__DIRECTIVE__:
Lines before the one containing "Study the photograph above. For every instance of the orange" are excluded. Repeat that line and every line after it, exactly.

__RECORDS TO USE__:
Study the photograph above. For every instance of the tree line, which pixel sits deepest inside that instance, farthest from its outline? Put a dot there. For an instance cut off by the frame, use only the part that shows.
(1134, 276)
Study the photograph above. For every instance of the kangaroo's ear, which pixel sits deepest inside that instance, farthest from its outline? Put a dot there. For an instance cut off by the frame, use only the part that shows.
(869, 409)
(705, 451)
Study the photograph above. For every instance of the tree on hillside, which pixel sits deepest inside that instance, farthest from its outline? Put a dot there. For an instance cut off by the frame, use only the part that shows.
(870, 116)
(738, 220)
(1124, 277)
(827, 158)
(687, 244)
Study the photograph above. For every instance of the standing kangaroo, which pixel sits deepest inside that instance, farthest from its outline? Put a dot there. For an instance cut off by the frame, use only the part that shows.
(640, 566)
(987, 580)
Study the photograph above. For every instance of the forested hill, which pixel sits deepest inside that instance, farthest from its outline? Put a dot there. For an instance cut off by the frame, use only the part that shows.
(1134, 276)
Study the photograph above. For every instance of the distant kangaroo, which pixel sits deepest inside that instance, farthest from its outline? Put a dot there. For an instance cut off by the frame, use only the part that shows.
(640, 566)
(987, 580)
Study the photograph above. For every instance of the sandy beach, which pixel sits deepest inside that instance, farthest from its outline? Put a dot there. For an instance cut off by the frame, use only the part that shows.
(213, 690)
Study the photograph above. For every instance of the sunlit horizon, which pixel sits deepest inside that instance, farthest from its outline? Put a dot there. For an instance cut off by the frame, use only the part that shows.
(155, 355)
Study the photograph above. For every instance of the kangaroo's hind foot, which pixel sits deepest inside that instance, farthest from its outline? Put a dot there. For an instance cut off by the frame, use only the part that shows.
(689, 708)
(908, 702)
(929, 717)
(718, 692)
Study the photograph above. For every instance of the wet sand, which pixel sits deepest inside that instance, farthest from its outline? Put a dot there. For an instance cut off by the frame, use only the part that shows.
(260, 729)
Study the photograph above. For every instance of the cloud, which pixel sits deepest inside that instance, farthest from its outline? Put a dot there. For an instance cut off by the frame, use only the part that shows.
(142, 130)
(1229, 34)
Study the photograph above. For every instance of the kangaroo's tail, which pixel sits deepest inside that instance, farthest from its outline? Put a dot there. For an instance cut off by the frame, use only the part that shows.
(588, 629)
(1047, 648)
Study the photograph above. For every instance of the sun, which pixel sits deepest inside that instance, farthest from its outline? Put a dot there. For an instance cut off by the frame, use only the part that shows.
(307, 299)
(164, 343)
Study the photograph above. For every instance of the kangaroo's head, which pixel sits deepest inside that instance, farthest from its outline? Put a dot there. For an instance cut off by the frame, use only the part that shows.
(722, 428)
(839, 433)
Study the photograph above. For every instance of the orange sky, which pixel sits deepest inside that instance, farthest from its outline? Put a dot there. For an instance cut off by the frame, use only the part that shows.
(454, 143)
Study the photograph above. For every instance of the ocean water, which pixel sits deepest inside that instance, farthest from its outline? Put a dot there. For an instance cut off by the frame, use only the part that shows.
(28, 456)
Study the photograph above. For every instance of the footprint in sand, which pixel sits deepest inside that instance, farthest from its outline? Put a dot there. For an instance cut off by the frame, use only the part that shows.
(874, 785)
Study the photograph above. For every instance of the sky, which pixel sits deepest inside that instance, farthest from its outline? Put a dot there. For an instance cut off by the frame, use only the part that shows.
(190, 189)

__EXERCISE OUTPUT__:
Study the photograph above. For every instance of the orange sky, which pixel sits deepest inside that instance, farthest from its outline? Put a dot there. For an instance cut off by the frame, use only the part that shows.
(454, 143)
Study the photograph above. For every instance of the ocean water, which pixel sits deepest inside that instance, farthest from its outline? Put a dot there. For an instance cut off by the frame, use only the part that shows.
(28, 456)
Study the photograph above. For every instance of the footprint in sand, which pixel sits deepest inside that instance, farthest from its outline? Put a dot there. For an instance cut off by the frame, use only the part that shows.
(874, 785)
Study the photograph above. For every instance of the sky, which pixel sits deepest inside that instance, farthest from its outline? Put a dot there. For an instance cut off by the frame, use only the part that shows.
(190, 189)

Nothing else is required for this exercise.